Records from a data source
● ● ● ● ●

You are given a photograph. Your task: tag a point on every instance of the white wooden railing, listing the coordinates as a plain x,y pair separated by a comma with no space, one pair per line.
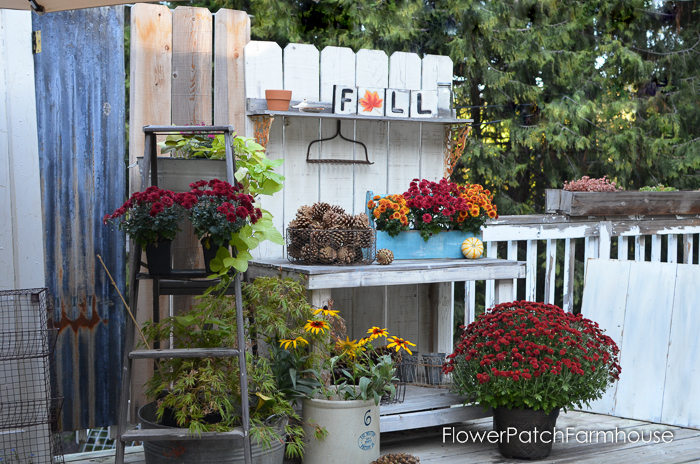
674,235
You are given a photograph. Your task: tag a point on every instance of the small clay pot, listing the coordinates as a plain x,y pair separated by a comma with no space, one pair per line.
278,100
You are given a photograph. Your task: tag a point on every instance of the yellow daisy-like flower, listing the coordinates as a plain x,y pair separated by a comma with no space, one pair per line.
376,332
326,312
399,343
286,342
316,326
351,347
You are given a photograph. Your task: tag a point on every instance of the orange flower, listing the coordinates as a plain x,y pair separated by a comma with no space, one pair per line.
371,101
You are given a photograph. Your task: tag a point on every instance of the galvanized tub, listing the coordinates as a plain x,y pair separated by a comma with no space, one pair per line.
205,451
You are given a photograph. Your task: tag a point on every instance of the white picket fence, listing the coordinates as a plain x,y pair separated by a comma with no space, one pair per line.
676,235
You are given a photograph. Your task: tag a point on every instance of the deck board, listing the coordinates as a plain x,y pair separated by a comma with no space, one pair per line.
427,445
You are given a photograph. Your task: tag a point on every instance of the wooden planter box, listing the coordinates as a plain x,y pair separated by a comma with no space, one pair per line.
621,203
410,245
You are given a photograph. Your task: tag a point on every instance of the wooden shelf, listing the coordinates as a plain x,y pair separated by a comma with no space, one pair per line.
258,107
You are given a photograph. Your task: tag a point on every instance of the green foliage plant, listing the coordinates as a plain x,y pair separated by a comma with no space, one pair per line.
531,355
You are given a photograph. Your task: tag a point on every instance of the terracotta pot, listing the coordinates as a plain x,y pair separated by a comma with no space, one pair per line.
278,100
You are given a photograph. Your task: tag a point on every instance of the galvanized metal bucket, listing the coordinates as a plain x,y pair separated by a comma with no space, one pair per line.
205,451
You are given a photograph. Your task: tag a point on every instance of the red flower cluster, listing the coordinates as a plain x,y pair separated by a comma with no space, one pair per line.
570,357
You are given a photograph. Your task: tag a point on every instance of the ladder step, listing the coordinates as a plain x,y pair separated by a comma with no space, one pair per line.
184,353
179,434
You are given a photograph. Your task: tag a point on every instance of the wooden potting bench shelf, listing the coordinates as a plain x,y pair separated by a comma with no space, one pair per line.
422,406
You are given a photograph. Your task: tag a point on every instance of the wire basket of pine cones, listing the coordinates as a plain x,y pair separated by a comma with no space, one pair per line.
326,234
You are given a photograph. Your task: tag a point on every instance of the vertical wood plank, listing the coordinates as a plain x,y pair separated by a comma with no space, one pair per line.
513,256
644,347
231,34
371,69
655,248
469,302
531,271
337,67
21,230
605,239
640,244
192,66
263,68
550,272
622,248
684,351
569,273
604,301
672,250
404,71
688,248
150,77
435,69
490,290
301,71
445,310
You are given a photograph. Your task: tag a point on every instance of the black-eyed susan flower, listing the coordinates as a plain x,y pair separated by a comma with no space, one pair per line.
376,332
351,347
326,312
399,343
316,326
286,342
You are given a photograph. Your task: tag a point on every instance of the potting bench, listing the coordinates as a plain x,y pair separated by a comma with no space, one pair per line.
422,406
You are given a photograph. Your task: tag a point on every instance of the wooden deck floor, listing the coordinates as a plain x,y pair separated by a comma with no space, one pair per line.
428,445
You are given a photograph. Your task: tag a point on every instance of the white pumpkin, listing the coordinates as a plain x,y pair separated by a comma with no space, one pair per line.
472,248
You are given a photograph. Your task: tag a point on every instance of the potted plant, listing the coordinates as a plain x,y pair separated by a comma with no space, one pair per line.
217,211
204,394
430,219
527,361
151,220
341,415
602,197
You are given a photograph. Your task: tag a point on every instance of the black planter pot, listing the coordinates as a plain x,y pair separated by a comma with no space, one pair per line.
531,445
158,257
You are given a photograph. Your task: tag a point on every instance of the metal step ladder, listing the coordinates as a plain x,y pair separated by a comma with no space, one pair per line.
179,283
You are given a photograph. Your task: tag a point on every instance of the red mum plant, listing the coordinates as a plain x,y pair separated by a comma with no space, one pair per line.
432,207
218,209
532,355
149,217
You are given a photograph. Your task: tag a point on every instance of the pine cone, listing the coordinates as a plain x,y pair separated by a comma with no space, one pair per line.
305,211
385,256
337,209
336,238
319,239
346,255
327,255
303,222
344,221
309,254
319,209
329,219
360,221
397,458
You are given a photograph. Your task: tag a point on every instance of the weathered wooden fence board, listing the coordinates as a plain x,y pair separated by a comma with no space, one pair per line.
21,229
647,308
80,112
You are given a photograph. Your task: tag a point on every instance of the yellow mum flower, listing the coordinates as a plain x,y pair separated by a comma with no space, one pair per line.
299,340
326,312
399,343
316,326
376,332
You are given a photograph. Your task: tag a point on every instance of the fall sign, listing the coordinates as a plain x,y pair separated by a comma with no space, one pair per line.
393,103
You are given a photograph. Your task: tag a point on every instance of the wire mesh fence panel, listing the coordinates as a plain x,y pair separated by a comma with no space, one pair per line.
28,411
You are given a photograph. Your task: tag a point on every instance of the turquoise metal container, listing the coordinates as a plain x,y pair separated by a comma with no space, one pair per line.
410,245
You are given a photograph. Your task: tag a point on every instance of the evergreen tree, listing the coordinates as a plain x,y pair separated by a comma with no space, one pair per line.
557,89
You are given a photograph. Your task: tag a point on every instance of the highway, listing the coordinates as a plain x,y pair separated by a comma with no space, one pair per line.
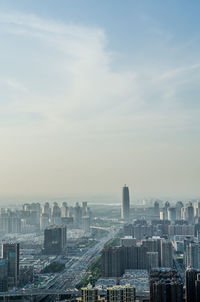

● ● ● ● ●

**Goal:** Determine how many lines in the rows above contain the string "wire", and give only that number.

**Output:** 2